____ Source data

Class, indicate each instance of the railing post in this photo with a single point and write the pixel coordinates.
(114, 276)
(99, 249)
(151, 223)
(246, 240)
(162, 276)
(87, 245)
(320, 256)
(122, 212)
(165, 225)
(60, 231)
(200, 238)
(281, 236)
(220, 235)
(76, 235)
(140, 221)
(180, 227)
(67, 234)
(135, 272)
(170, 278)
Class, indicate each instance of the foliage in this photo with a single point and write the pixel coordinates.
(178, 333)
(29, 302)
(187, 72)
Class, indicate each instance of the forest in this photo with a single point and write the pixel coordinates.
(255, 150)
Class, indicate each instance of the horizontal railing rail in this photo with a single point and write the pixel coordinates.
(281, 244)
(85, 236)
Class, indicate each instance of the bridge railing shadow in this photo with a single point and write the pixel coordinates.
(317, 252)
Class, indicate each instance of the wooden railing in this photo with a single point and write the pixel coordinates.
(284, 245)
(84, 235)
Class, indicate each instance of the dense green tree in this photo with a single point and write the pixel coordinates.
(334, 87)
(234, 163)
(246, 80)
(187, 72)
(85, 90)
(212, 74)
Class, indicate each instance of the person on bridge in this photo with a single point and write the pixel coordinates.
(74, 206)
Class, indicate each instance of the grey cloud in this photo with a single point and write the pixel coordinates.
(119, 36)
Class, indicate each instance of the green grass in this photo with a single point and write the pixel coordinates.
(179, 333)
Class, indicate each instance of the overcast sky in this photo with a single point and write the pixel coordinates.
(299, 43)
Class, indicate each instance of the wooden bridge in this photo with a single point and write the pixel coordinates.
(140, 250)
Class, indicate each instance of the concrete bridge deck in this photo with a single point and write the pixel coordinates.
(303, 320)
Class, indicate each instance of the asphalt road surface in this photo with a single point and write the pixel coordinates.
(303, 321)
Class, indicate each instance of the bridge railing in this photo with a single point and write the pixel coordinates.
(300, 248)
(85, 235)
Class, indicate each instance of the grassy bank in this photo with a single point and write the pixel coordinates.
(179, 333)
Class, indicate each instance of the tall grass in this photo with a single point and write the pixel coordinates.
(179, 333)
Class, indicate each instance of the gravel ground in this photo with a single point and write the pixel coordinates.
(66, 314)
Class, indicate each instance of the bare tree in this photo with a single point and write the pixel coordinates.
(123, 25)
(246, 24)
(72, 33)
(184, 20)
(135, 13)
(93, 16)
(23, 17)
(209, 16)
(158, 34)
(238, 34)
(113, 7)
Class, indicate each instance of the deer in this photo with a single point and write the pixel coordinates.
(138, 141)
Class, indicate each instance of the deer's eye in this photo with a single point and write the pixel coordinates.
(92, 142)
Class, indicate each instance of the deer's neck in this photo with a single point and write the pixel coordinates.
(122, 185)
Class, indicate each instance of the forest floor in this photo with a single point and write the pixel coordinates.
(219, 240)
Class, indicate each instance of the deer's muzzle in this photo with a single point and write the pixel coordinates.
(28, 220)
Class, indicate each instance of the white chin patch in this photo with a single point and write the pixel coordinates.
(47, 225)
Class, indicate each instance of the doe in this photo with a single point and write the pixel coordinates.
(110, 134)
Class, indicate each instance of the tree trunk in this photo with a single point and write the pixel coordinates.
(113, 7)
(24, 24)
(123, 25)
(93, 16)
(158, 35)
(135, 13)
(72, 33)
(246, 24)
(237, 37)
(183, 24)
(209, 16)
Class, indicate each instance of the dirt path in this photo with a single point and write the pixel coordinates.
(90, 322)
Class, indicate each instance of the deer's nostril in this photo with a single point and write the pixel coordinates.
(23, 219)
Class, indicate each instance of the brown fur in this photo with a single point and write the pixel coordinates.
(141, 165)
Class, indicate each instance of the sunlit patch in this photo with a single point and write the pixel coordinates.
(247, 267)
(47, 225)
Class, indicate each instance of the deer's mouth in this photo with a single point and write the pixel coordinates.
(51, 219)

________

Reproduce each entry word for word.

Output of the task:
Class, indicate each instance of the railing post in this photo with a single point and write the pixel coordinates.
(114, 276)
(99, 249)
(151, 223)
(246, 240)
(162, 276)
(87, 245)
(320, 256)
(122, 212)
(165, 225)
(60, 231)
(200, 238)
(281, 236)
(220, 235)
(76, 235)
(140, 221)
(180, 227)
(67, 234)
(135, 272)
(170, 278)
Class, indicate each instance of the foliage in this photo with a single point and write the pixel coordinates.
(178, 333)
(29, 302)
(187, 72)
Class, indicate each instance of the forest in this photo with a single point and write the pixel coordinates.
(255, 150)
Class, indicate each instance of the horizontal railing rail in this photo with a single point and write the pixel coordinates.
(281, 244)
(85, 236)
Class, indicate each instance of the bridge railing shadow in this photo with a single point and write the pixel coordinates.
(317, 252)
Class, indicate each instance of the wooden railing in this photo with a single point and write the pixel coordinates.
(284, 245)
(84, 235)
Class, indicate each instance of the dense green tree in this photo with a single point and write the pixel coordinates.
(334, 87)
(234, 163)
(246, 80)
(187, 72)
(85, 90)
(212, 74)
Class, indicate each instance of the person on bridge in this photo with a single point and write the pixel coordinates.
(74, 206)
Class, indicate each instance of the grey cloud in this photo with a single point and write the pixel coordinates.
(119, 36)
Class, indicate each instance of the green grass in this photo with a single point and write the pixel coordinates.
(179, 333)
Class, indicate each instance of the overcast sky in this photo with a single point and write the pixel coordinates.
(299, 43)
Class, indicate each instance of the wooden bridge in this photo with a single point and write the pixel coordinates.
(140, 250)
Class, indicate each instance of the concrete bridge deck in this photo with a single point and write the pixel coordinates.
(303, 320)
Class, indicate each instance of the asphalt road surface in this photo with a single point and write the pixel coordinates.
(303, 321)
Class, indicate each instance of the bridge railing in this photo with a single point and write the pixel coordinates.
(300, 248)
(85, 235)
Class, indicate each instance of the grassy bank in this photo with a single point and write the pixel coordinates.
(179, 333)
Class, indicate each instance of the tall grass in this photo with a single point and write the pixel coordinates.
(179, 333)
Class, indicate each instance of the gravel ground in this photo with a single point and write the pixel coordinates.
(66, 314)
Class, indicate each instance of the bare tree in this photo with a single point and write the pixel coordinates.
(123, 25)
(246, 24)
(72, 33)
(184, 20)
(135, 13)
(93, 16)
(23, 17)
(209, 16)
(158, 34)
(238, 34)
(113, 7)
Class, indicate each instance of the deer in this photo with a single point and write the pixel coordinates.
(138, 141)
Class, indicate each instance of the deer's eye in this photo with a single point and write the pixel coordinates.
(92, 142)
Class, indicate each instance of the deer's neck in this photo with a single point and write the pixel coordinates.
(122, 185)
Class, indicate each instance of the forest floor in this photo with a single point and write the pixel coordinates.
(219, 240)
Class, indicate each instance of the deer's muzzle in this photo with a single point and write the pixel coordinates.
(28, 220)
Class, indicate each instance of the white chin patch in this photo with a single point and write the pixel coordinates.
(47, 225)
Class, indicate each instance of the doe in this photo with a single point and write the pixel coordinates.
(110, 134)
Class, indicate each instance of the tree trunk in this photo with a single point and write the pixel coordinates.
(113, 7)
(24, 24)
(123, 25)
(93, 16)
(158, 35)
(135, 13)
(72, 33)
(246, 24)
(237, 37)
(183, 24)
(209, 16)
Class, indicate each instance of the dirt path in this photo with a single point and write the pixel coordinates.
(90, 322)
Class, indicate each instance of the deer's nostril in this photo with a single point and write the pixel coordinates.
(23, 219)
Class, indicate each instance of the brown fur in this photo with a single point and write the pixel coordinates.
(141, 165)
Class, indicate each instance of the sunlit patch in this photo with a single point and write the pixel coordinates.
(247, 267)
(47, 225)
Class, indicate each instance of the deer's mouth in this photo with a single point and write the pixel coordinates.
(51, 219)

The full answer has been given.